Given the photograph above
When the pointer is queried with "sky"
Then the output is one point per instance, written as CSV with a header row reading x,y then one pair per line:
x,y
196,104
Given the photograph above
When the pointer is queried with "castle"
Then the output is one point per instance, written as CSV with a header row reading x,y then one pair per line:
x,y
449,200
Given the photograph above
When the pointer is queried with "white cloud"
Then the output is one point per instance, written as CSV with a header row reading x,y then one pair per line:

------------------------------------------------------------

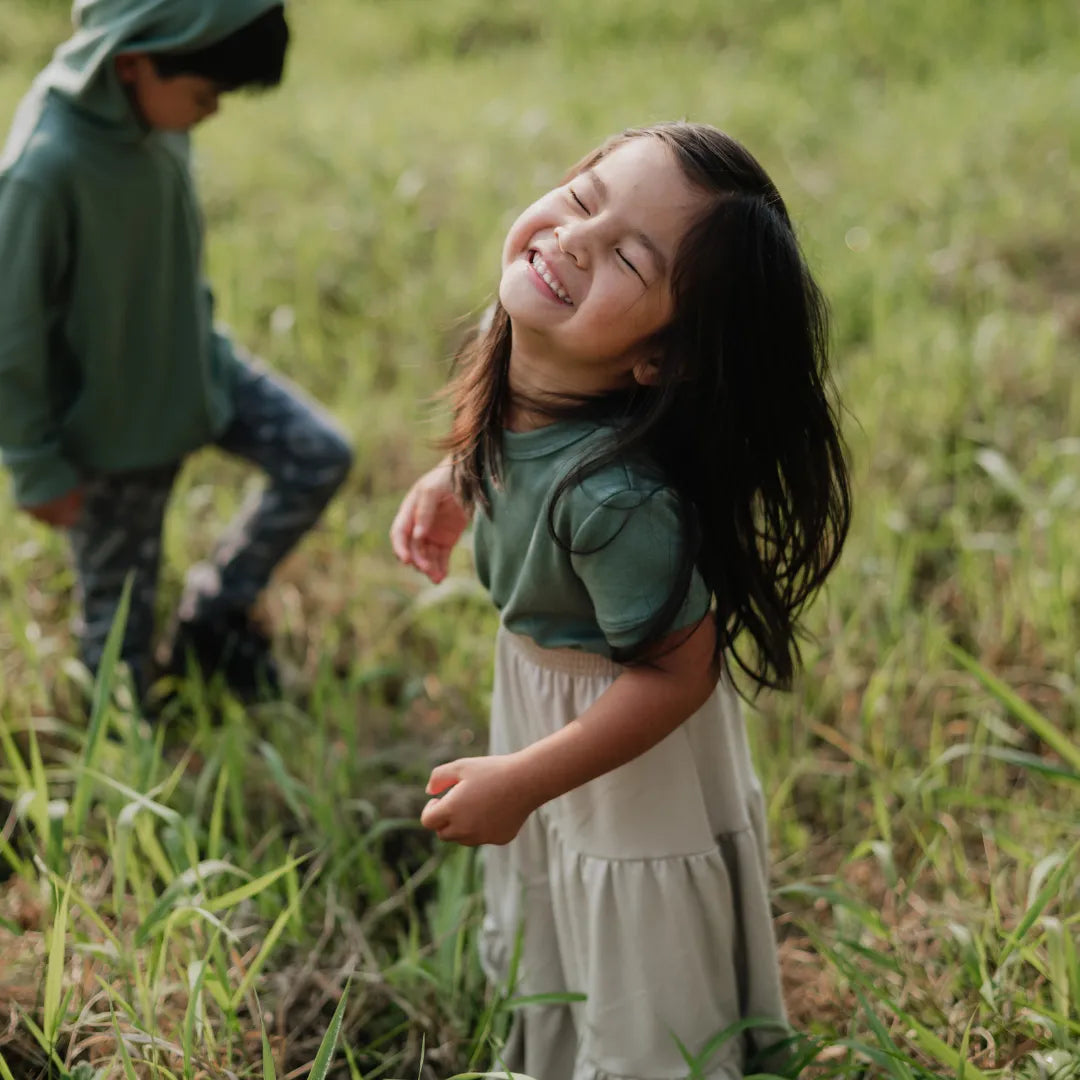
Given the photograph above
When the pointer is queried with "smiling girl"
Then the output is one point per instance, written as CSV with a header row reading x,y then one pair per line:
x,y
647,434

------------------------------------------------------------

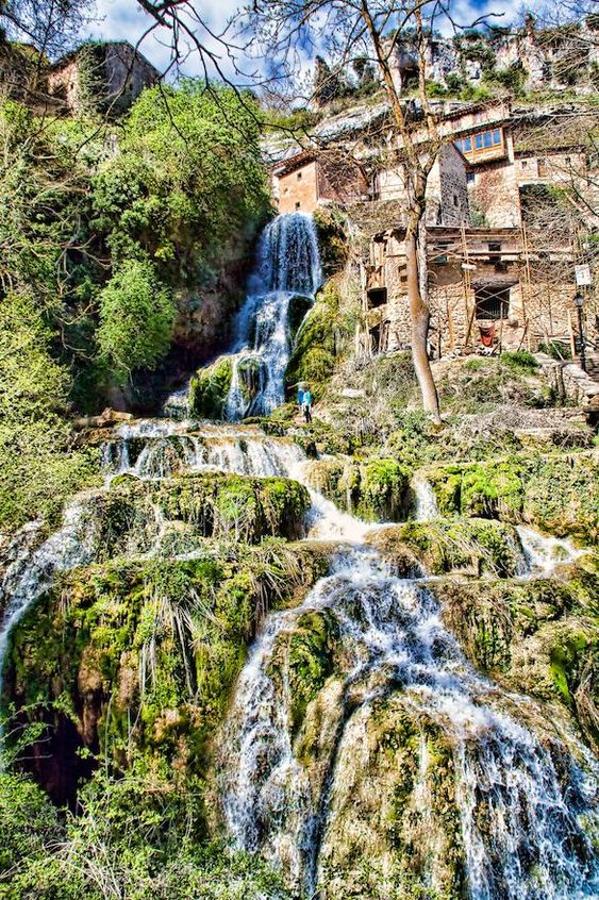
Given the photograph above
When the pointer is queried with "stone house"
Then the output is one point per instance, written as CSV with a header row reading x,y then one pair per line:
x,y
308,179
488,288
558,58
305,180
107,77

------------------------------------------------------------

• Task objective: Extract each line of the records above that contains the word "When", and reproduce those lines unchanged, in their original order.

• The reply:
When the pointer is queried with "sky"
When the pointer is queried with "castle"
When the pointer is queried with "white cloud"
When the pointer is queried with "smiling girl"
When the pointer is queried with "stone house"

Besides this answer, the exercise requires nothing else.